=== DATA ===

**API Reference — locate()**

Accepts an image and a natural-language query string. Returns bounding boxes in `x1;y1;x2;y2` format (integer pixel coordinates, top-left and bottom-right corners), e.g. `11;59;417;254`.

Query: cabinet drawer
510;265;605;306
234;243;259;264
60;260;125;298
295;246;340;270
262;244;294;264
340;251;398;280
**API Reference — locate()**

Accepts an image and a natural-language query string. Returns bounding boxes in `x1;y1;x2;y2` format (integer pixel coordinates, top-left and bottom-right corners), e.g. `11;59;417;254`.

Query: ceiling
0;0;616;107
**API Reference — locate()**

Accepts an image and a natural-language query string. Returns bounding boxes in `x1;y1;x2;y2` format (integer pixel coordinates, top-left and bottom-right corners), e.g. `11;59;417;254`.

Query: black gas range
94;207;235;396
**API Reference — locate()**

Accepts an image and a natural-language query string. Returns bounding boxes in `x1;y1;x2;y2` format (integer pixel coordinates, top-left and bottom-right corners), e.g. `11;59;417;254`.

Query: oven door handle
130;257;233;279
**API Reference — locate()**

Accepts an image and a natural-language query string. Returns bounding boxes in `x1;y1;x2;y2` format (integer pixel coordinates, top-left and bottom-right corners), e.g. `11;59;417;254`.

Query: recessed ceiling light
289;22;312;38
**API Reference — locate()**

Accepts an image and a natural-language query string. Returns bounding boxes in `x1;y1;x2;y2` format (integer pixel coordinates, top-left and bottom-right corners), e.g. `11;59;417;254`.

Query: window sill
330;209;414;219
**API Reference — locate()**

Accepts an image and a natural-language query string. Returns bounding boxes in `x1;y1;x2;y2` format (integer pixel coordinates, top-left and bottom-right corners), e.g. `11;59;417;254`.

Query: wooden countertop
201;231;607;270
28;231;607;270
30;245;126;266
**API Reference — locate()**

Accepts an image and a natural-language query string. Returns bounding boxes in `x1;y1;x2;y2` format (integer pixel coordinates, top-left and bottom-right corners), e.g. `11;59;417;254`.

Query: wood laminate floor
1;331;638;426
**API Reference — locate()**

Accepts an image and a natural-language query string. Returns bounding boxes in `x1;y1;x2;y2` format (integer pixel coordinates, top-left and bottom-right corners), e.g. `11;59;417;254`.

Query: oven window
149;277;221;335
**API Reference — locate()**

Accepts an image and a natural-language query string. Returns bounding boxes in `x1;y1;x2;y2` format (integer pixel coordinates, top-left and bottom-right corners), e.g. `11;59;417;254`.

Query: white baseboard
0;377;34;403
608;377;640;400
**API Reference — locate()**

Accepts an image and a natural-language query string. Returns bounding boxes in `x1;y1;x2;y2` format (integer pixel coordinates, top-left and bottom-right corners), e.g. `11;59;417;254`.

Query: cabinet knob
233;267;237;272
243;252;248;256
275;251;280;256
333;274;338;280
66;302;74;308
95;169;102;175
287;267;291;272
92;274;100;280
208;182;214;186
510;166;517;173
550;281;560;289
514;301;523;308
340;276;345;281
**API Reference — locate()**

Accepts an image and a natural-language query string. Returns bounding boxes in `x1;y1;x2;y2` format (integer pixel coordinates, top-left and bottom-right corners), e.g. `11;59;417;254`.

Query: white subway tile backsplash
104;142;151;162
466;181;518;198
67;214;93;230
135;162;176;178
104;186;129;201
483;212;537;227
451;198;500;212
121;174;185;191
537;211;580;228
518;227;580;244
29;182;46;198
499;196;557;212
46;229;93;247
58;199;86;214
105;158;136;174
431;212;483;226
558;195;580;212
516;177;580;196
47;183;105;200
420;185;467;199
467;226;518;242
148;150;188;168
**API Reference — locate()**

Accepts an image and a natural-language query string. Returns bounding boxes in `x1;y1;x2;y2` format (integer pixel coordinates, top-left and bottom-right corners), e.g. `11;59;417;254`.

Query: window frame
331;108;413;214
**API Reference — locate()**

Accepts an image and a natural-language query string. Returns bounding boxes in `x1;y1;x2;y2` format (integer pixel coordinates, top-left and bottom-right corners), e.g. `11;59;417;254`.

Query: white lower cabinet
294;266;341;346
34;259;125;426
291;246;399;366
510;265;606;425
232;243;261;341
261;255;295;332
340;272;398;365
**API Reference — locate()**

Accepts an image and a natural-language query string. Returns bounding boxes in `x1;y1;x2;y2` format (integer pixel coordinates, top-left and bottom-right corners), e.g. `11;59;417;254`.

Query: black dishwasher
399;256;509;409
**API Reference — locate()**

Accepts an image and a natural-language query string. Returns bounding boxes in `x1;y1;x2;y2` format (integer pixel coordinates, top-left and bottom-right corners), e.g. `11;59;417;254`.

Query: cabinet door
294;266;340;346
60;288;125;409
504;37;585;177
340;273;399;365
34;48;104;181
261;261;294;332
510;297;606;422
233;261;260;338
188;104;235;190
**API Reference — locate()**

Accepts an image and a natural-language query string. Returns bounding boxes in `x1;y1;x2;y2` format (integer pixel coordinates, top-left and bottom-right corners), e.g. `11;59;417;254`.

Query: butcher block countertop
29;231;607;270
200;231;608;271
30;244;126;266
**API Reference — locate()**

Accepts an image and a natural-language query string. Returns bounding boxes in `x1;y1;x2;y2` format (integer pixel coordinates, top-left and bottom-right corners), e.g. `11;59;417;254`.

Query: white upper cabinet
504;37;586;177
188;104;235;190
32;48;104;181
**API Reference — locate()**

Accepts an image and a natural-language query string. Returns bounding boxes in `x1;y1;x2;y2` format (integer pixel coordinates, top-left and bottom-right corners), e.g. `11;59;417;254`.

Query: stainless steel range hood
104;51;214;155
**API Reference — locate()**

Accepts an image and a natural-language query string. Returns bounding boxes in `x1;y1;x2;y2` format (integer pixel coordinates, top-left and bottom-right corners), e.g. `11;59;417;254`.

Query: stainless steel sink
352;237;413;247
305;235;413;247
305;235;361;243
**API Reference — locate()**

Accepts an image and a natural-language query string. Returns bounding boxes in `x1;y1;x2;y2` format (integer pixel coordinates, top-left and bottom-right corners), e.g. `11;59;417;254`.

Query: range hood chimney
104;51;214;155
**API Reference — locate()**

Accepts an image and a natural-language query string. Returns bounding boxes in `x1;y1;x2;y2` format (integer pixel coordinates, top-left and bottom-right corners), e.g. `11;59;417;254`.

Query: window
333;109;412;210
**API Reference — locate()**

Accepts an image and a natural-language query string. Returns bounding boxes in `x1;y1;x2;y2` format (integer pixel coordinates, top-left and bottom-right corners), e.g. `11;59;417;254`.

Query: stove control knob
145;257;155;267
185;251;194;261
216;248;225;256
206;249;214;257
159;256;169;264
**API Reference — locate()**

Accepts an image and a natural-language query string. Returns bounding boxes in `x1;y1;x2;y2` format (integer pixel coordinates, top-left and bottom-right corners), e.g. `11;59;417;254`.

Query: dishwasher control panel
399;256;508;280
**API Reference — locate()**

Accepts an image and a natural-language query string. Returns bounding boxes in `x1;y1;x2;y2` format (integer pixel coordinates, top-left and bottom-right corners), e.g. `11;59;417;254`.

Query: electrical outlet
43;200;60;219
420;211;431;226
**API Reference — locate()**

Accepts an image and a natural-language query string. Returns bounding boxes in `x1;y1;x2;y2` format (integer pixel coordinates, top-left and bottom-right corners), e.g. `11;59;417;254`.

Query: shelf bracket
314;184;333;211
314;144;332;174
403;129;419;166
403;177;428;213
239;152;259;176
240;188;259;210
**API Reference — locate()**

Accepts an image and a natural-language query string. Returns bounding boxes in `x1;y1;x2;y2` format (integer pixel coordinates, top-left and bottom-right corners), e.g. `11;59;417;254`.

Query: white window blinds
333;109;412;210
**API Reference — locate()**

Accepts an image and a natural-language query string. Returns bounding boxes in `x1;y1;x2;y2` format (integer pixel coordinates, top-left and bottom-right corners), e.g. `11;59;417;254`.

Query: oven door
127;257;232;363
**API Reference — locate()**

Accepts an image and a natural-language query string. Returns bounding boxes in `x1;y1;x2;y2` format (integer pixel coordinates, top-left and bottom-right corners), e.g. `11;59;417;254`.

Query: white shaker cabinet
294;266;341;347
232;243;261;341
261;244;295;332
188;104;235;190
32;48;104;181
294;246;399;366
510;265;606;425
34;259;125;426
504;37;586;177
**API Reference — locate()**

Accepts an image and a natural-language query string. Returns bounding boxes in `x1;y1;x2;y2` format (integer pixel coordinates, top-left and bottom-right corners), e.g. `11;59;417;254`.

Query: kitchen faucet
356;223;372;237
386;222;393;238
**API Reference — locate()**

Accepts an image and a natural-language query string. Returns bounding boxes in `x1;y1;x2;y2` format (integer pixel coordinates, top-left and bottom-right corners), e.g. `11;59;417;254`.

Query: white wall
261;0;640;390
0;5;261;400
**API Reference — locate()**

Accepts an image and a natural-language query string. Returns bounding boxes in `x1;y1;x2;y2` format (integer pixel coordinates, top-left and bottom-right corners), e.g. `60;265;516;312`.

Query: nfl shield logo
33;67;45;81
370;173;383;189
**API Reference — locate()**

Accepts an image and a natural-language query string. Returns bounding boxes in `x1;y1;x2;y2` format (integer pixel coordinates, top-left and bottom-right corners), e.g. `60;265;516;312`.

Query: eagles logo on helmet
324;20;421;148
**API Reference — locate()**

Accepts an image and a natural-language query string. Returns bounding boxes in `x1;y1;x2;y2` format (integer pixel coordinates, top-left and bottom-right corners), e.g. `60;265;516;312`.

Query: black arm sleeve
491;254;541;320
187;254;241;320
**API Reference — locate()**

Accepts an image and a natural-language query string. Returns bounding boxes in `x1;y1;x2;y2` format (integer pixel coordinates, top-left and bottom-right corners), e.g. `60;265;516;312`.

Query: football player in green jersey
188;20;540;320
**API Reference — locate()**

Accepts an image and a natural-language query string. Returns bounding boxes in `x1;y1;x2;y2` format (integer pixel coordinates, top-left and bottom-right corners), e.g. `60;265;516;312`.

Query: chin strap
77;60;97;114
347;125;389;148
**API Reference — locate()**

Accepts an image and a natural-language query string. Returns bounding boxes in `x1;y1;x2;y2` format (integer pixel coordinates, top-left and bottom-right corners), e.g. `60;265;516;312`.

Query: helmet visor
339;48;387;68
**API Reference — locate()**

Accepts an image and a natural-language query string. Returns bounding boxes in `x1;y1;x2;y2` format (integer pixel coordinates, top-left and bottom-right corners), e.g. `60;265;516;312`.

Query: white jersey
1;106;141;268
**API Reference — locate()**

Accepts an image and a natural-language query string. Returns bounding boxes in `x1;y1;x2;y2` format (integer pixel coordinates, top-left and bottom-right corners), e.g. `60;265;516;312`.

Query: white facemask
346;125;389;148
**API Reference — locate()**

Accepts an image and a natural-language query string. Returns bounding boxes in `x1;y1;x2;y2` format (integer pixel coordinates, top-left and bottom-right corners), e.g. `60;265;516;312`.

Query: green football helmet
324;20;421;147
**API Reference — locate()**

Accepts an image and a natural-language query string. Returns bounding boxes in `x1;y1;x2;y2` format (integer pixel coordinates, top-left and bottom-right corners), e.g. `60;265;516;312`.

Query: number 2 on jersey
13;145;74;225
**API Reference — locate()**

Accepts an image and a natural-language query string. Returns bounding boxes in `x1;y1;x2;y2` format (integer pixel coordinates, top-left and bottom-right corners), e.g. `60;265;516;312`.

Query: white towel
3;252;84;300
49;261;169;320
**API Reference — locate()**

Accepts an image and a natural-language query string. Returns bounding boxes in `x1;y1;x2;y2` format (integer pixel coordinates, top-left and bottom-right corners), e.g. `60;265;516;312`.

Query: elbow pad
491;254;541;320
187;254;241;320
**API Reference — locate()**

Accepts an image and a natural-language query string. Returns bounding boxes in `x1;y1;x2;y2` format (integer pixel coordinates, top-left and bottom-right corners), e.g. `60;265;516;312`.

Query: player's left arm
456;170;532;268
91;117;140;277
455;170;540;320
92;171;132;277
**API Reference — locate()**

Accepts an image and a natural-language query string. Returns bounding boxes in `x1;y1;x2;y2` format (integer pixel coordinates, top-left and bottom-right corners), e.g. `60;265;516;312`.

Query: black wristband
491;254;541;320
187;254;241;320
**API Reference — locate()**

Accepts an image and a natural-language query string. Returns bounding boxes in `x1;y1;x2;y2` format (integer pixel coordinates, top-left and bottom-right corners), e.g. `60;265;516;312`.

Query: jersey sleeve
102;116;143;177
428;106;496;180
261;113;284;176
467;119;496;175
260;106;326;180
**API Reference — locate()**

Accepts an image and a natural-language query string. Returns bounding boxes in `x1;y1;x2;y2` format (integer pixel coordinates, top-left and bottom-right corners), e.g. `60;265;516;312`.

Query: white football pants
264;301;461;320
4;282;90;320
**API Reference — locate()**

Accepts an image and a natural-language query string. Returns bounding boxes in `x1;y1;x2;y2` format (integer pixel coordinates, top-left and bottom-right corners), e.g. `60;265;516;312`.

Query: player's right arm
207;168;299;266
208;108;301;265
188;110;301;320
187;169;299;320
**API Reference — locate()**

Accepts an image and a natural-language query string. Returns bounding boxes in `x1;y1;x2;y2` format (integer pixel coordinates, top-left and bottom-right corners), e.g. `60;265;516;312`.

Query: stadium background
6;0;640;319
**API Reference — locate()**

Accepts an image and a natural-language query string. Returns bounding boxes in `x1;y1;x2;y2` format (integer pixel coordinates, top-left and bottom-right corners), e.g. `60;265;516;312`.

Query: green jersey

===

### TASK
Starting from the line holding "Query: stadium background", restate the remaining lines of the data word for word, including the last.

### RESULT OF THIS EXERCISE
Query: stadium background
6;0;640;319
**API Reference — locate()**

Accepts an image and a natural-language query string. Returns bounding boxes in `x1;y1;x2;y2` format (integer pixel coordinates, top-left and bottom-right corners), e.g. `60;265;516;312`.

Query: green jersey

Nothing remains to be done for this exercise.